▸ Extrait:

= = = =

À l'usage des ligériens mais aussi des autres ...

Soucieux de rétablir la vérité vraie à chaque fois qu'on ne me demande rien, je viens lever le voile sur une réputation fâcheuse, faite bien souvent à notre bonne ville d'Orléans. Bien des esprits chagrins ne l'évoquent qu'en référence à cette fameuse rumeur qui serait sa spécialité. Ne reculant devant aucune difficulté, le Bonimenteur se doit d'affronter de face cette sinistre réputation. Tout ceci, vous devez vous en douter ne sont que menteries d'ici !

La Loire est l'axe central de la communication ligérienne. La formule est heureuse, ses conséquences lourdes de désagréments divers à commencer par la difficulté à se parler d'une rive à l'autre. Il faut parler fort et il n'est pas certain que le message passe les flots. Mais, dans ce sens, point de rumeur, simplement au mieux une incompréhension profonde, au pire une ignorance de ce que fait, dit et pense le voisin d'en face. Rien de nouveau d'ailleurs sous le soleil ligérien comme partout où se dresse une frontière, ce travers détestable sépare les humains.

= = = =

▸ Tâches demandées:
#1 Résumez sous forme de liste le paragraphe de l'extrait qui commence par « La Loire est l'axe central » en conservant ses faits principaux.
#2 Recopiez sans rien modifier le passage de l'extrait qui commence à « Soucieux de rétablir » et se termine à « menteries d'ici ! ».
#3 Répondez brièvement à ces questions sur l'extrait.
(a) Quelle ville est visée par la réputation fâcheuse dont parle l'extrait ?
(b) Qu'est-ce qui constitue l'axe central de la communication ligérienne ?
(c) Que faut-il faire pour se parler d'une rive à l'autre ?
On peut se passer des items qui figurent ci-dessous.

= = = =

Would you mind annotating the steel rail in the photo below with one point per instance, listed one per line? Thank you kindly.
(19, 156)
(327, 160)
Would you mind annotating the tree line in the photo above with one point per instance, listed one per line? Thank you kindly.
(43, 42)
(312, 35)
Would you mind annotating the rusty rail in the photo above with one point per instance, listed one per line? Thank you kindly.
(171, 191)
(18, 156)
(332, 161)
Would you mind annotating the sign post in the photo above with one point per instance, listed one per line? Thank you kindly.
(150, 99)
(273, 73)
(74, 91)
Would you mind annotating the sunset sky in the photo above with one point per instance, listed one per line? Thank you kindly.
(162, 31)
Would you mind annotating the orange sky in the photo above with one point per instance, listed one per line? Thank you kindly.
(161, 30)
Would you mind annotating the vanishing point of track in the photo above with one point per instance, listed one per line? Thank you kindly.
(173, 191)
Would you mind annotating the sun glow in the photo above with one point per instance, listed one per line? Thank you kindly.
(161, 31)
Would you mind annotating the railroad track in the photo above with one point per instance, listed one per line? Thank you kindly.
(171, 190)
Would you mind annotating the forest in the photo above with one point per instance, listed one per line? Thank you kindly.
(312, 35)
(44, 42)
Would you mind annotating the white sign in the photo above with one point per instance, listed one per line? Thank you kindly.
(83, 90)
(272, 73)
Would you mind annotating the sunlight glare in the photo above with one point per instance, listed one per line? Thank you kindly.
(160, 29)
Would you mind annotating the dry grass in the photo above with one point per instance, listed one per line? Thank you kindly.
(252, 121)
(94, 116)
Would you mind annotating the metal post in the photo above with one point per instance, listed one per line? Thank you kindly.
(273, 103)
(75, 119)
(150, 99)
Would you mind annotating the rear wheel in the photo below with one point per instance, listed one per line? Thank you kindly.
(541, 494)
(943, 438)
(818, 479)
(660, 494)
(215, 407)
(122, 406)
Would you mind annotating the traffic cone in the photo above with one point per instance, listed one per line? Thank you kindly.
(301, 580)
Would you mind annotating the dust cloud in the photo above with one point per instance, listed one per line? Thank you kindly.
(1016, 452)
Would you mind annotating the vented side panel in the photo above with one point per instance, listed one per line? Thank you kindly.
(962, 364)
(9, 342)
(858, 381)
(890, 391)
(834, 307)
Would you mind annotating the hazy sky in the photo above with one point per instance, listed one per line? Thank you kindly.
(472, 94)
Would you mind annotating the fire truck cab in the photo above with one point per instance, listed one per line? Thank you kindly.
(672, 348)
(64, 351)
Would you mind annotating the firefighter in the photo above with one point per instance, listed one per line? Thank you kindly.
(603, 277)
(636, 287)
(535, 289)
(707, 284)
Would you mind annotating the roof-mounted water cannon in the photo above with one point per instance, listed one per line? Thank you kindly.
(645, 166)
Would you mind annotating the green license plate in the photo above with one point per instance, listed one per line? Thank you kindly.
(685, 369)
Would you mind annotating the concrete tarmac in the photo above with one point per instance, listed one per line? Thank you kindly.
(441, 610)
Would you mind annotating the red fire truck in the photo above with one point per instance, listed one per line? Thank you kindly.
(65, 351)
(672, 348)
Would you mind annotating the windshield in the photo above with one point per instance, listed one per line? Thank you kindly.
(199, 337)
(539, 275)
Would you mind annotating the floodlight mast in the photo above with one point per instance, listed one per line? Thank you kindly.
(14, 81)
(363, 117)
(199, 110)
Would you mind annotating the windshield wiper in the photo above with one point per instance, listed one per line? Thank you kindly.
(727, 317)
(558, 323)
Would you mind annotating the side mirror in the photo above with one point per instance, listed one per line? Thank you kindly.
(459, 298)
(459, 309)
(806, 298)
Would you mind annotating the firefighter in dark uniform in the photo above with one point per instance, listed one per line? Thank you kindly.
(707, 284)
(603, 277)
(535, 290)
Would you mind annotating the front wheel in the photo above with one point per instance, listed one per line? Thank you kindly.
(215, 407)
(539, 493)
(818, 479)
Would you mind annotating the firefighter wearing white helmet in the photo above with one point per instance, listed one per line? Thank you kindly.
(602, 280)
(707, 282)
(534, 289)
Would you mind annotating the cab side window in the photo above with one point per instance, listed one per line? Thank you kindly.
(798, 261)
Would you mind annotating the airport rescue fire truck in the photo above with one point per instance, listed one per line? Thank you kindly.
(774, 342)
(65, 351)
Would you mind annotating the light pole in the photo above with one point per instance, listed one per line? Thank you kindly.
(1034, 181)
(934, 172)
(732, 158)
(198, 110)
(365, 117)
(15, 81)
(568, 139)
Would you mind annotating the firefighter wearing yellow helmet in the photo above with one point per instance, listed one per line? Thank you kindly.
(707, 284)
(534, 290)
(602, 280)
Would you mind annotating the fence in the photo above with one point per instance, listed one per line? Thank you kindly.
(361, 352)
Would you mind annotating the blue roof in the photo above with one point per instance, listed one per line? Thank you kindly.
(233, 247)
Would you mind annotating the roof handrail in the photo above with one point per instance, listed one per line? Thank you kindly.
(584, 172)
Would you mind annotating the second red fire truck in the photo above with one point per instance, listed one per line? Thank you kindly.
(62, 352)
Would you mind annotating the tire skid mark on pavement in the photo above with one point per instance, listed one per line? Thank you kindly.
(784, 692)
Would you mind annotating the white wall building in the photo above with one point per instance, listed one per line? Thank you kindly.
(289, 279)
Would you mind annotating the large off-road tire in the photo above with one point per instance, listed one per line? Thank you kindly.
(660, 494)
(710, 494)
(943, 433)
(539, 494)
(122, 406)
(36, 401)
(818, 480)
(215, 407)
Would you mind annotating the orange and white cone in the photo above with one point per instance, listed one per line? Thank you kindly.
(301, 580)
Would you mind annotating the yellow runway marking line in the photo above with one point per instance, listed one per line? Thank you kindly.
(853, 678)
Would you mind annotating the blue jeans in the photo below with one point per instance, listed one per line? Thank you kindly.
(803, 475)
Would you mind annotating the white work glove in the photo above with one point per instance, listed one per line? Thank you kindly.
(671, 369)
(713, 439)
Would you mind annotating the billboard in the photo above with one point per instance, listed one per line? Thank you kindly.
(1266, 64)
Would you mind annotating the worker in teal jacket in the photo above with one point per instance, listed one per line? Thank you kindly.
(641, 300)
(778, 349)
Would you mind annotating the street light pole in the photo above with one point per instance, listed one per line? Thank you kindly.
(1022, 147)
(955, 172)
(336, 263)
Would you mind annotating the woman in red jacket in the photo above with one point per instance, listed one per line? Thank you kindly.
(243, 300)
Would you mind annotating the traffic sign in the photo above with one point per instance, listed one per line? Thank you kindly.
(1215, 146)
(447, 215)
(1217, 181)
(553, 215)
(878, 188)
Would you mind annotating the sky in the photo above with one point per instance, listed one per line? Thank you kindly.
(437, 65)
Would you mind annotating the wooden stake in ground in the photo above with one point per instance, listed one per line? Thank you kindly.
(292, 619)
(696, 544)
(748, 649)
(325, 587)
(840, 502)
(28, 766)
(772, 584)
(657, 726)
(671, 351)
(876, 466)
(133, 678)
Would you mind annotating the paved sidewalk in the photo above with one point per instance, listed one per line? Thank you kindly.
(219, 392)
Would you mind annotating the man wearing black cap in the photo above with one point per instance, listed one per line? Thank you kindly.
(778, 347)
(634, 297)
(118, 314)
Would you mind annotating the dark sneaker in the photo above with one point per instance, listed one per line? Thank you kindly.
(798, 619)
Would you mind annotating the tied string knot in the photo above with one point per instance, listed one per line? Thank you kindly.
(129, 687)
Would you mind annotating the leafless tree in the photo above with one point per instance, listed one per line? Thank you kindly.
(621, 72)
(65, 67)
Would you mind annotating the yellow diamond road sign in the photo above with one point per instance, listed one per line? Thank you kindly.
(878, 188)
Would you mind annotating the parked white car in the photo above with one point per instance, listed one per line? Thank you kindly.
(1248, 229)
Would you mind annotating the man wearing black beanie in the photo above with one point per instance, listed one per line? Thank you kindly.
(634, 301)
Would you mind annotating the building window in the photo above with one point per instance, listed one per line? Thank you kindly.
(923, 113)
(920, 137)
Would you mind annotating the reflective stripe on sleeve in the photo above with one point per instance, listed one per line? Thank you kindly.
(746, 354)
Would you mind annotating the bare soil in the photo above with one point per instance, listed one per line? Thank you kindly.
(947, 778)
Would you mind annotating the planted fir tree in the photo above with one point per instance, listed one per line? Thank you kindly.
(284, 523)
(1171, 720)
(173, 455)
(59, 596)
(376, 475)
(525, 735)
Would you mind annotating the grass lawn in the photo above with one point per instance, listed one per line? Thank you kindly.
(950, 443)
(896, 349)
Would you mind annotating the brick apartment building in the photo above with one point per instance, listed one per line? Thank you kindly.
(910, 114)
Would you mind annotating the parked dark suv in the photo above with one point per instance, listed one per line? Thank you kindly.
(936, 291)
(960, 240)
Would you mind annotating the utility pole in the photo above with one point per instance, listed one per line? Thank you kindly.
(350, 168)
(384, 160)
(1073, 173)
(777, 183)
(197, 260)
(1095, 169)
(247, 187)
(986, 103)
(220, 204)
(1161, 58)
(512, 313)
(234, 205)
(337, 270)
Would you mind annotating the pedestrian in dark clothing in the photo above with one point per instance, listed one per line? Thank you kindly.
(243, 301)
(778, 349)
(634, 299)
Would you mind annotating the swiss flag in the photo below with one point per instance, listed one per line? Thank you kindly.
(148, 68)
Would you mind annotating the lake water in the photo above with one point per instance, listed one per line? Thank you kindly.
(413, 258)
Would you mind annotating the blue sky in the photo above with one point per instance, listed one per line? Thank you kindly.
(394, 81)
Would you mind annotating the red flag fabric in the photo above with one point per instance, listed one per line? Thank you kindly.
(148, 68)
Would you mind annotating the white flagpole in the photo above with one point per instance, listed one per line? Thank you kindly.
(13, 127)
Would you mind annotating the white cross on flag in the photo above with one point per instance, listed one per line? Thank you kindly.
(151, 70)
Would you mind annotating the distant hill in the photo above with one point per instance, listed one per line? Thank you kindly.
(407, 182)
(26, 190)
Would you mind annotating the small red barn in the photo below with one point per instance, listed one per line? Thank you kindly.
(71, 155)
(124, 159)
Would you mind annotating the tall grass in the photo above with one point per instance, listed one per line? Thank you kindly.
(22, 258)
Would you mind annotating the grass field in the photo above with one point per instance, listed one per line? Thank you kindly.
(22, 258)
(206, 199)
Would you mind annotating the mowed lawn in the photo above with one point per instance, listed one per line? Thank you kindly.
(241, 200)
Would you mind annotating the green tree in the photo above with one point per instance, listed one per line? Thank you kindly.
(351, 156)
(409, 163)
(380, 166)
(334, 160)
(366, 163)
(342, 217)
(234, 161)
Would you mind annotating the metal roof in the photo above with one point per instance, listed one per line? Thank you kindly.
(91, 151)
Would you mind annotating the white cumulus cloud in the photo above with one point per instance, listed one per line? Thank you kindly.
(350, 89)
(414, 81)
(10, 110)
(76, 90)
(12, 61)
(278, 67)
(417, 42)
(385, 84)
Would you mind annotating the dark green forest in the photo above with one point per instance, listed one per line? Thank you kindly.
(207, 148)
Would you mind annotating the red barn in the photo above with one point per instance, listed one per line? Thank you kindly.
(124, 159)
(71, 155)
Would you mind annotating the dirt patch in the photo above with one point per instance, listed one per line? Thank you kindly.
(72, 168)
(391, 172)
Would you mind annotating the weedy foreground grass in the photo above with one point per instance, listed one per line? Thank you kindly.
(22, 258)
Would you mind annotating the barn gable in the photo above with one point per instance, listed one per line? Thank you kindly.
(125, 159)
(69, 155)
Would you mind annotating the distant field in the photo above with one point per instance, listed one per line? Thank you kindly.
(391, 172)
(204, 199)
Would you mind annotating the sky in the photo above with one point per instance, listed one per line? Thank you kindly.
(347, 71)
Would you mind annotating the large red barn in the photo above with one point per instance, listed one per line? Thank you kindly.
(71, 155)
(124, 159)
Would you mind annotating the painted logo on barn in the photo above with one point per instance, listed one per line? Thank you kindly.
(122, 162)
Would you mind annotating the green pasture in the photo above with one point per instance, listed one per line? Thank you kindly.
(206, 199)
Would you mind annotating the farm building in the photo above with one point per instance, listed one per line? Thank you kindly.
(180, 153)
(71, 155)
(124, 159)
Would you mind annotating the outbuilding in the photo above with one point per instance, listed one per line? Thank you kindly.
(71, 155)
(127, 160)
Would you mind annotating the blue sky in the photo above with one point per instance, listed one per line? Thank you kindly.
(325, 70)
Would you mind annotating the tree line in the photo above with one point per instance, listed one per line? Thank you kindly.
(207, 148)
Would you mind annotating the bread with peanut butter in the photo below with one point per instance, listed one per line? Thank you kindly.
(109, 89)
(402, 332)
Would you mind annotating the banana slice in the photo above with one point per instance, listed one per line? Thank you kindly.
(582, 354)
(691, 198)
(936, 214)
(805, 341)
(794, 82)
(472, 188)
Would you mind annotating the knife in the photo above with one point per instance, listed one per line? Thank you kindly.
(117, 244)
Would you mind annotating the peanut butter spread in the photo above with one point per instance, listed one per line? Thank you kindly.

= = = =

▸ Les réponses:
#1
- La Loire est l'axe central de la communication ligérienne.
- Il est difficile de se parler d'une rive à l'autre : il faut parler fort, sans être sûr que le message passe les flots.
- Il n'en naît aucune rumeur, mais au mieux une incompréhension profonde, au pire l'ignorance de ce que fait, dit et pense le voisin d'en face.
- Ce travers n'a rien de nouveau : comme partout où se dresse une frontière, il sépare les humains.

#2
Soucieux de rétablir la vérité vraie à chaque fois qu'on ne me demande rien, je viens lever le voile sur une réputation fâcheuse, faite bien souvent à notre bonne ville d'Orléans. Bien des esprits chagrins ne l'évoquent qu'en référence à cette fameuse rumeur qui serait sa spécialité. Ne reculant devant aucune difficulté, le Bonimenteur se doit d'affronter de face cette sinistre réputation. Tout ceci, vous devez vous en douter ne sont que menteries d'ici !

#3
(a) Orléans.
(b) La Loire.
(c) Il faut parler fort.